▶ **À FAIRE**
1: Relevez tous les noms propres présents dans le texte sur la mort d'un jeune homme chez Carrefour, en citant chacun une seule fois.
2: Reprenez le texte sur la mort d'un jeune homme chez Carrefour à la suite de sa dernière phrase.

▶ **DOCUMENT SOURCE**
Et c’est très bien comme ça, d’ailleurs : justice est faite.

Dans l’affaire de ce pauvre garçon asphyxié sous le cul d’un vigile, on peut certes voir un fait divers. Seulement, et là Bennasar a raison, il n’y a pas de faits divers. Ou pour dire les choses autrement, le fait divers n’est jamais gratuit, il renvoie toujours à un état de la société. Longtemps, par exemple, avant l’américanisation du monde, le serial killer fut un phénomène anglo-saxon pour des raisons liées étroitement au puritanisme wasp qui entretient avec la sexualité des rapports complètements angoissés, voire schizophrènes. Stéphane Bourgoin, le spécialiste de la question, explique Cela très bien.

Dans l’affaire qui nous intéresse, il est d’abord utile de se souvenir que cela se passe chez Carrefour, vous savez l’enseigne dont l’ancien PDG a voulu partir avec plusieurs dizaines de millions d’euros d’indemnité alors qu’il avait à moitié planté la boîte et que des employés du côté de Bordeaux, exactement au même moment se battaient pour une augmentation d’1€ en tickets restaurants… Carrefour dont les méthodes de management par la terreur sont connues comme parmi les plus dures de la grande distribution. Une caissière soumise à des impératifs de rentabilité se plante dans le ticket de caisse ou fait une dépression nerveuse. Un vigile, lui, se met à tuer. C’est assez logique, et j’espère que les avocats de ces quatre hommes auront l’intelligence de jouer là-dessus plutôt que de tenter de salir la victime, qui répétons-le, quel que soit son pedigree, n’avait aucune raison de ressortir les pieds devant du pays où la mort est moins chère.

▶ **DONNÉES AFFICHÉES**
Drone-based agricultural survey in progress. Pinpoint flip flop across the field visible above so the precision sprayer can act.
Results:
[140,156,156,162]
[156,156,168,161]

▶ **RÉPONSES PAR CONSIGNE**
1: Bennasar, Stéphane Bourgoin, Carrefour, Bordeaux

2:
Plus généralement, ce fait divers pose également la question de la manière dont une société de plus en plus libérale assure sa sécurité. En théorie, dans le libéralisme classique, la sécurité fait partie des domaines régaliens de l’Etat, avec la défense, les affaires étrangères, la justice ou la levée des impôts. Il semble que ce soit de moins en moins le cas, ici comme aux USA d’ailleurs. Cela a commencé avec les polices municipales, devenues dans certaines villes comme Levallois de véritables gardes prétoriennes au service du maire. Cela s’est poursuivi avec des corps plus ou moins mixtes comme les agents de la sécurité de la RATP. Ce gouvernement ne cesse de dire qu’il aime la police nationale, celle qui est réellement formée, passe des concours difficiles, mais son impératif idéologique du non-remplacement d’un fonctionnaire sur deux s’applique aussi chez les pandores. La sécurité, c’est un métier, ça s’apprend et pas avec une formation bidon pour le neveu du maire qui va devenir chef de la police municipale de Loing sur Burettes et se prendre pour Rambo quand il surveillera la sortie des bals populaires.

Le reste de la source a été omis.